» **REQUEST A**:
According to the book description, what was the name of the ship that carried Robert Peary into New York Harbor in 1897?
» **REQUEST B**:
Transcribe the records word for word, from their first line through the line holding "[0,346,127,380]", inclusive. Omit the pictures.

Minik: The New York Eskimo
An Arctic Explorer, a Museum, and the Betrayal of the Inuit People
by Kenn Harper
Steerforth Press
Biographies & Memoirs , History
Pub Date 26 Sep 2017
FTC Reviewed ARC for Steerforth Press and Net Galley
Description
A true story from the great age of Arctic exploration of an Inuit boy's struggle for dignity against Robert Peary and the American Museum of Natural History in turn-of-the-century New York City.
Sailing aboard a ship called Hope in 1897, celebrated Arctic explorer Robert Peary entered New York Harbor with peculiar "cargo": Six Polar Inuit intended to serve as live "specimens" at the American Museum of Natural History. Four died within a year. One managed to gain passage back to Greenland. Only the sixth, a boy of six or seven with a precociously solemn smile, remained. His name was Minik.
Although Harper's unflinching narrative provides a much needed corrective to history's understanding of Peary, who was known among the Polar Inuit as "the great tormenter", it is primarily a story about a boy, Minik Wallace, known to the American public as "The New York Eskimo." Orphaned when his father died of pneumonia, Minik never surrendered the hope of going "home," never stopped fighting for the dignity of his father's memory, and never gave up his belief that people would come to his aid if only he could get them to understand.

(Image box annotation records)
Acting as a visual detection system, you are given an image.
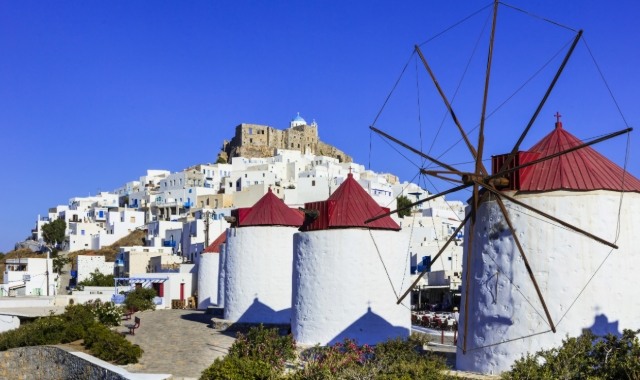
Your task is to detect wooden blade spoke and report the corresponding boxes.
[396,209,471,304]
[485,128,633,183]
[420,169,467,183]
[369,126,459,173]
[499,30,582,172]
[482,184,618,249]
[476,0,498,180]
[364,184,473,224]
[415,45,487,174]
[496,196,556,333]
[462,189,489,354]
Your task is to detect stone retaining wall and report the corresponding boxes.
[0,346,127,380]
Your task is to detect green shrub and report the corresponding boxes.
[502,330,640,379]
[124,287,156,311]
[61,304,96,343]
[201,325,296,379]
[229,325,296,370]
[0,316,66,351]
[84,324,142,364]
[200,356,277,380]
[87,299,124,326]
[78,269,115,286]
[0,303,142,364]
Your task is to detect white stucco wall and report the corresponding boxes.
[0,314,20,333]
[224,226,297,323]
[291,229,411,345]
[218,243,230,307]
[456,191,640,374]
[198,252,220,309]
[76,255,115,282]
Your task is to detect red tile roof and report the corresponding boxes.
[519,122,640,192]
[302,173,400,231]
[236,189,304,227]
[202,231,227,253]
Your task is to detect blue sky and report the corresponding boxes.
[0,0,640,252]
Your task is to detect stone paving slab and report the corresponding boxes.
[118,310,235,379]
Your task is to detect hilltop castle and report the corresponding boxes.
[220,114,353,162]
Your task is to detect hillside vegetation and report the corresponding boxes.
[0,230,145,283]
[67,230,146,263]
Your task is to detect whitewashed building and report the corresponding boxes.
[291,174,411,345]
[224,190,303,324]
[75,255,115,282]
[456,123,640,374]
[198,231,227,309]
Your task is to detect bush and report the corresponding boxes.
[87,299,124,326]
[200,356,274,380]
[124,288,156,311]
[292,339,447,380]
[84,324,142,364]
[502,330,640,379]
[0,316,67,351]
[78,269,115,286]
[0,303,142,364]
[201,325,296,379]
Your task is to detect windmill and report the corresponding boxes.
[368,0,637,370]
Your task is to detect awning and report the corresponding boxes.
[420,285,451,289]
[114,277,169,284]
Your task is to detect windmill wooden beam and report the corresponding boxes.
[499,30,582,175]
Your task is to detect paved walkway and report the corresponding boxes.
[118,310,235,379]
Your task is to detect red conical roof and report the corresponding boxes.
[305,173,400,231]
[202,231,227,253]
[519,122,640,192]
[237,189,304,227]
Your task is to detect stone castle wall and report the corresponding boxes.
[220,123,353,162]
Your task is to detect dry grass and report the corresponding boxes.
[0,248,46,283]
[67,230,145,263]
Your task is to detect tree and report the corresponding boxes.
[124,287,156,311]
[42,219,67,246]
[502,330,640,379]
[396,195,411,218]
[79,270,115,286]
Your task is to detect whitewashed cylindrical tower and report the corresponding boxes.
[198,231,227,310]
[456,123,640,374]
[291,174,411,345]
[218,243,230,307]
[224,189,303,324]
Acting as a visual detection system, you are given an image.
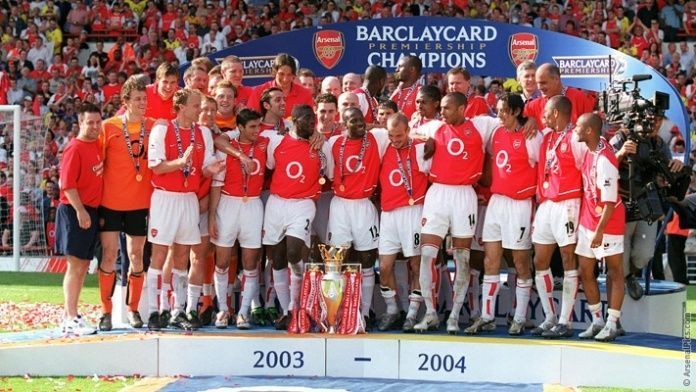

» **EXERCISE OUTPUT A**:
The ship was called Hope.

» **EXERCISE OUTPUT B**:
Acting as a visual detection system, you are given an image.
Your task is to detect wooden blade spoke and report the corresponding boxes.
[396,209,471,304]
[485,128,633,183]
[420,169,467,183]
[369,126,459,173]
[499,30,582,172]
[482,184,618,249]
[476,0,498,180]
[364,184,473,224]
[415,45,487,174]
[496,196,556,333]
[462,189,489,354]
Your task is to detect stone retaining wall and report the corresponding boxes.
[0,346,127,380]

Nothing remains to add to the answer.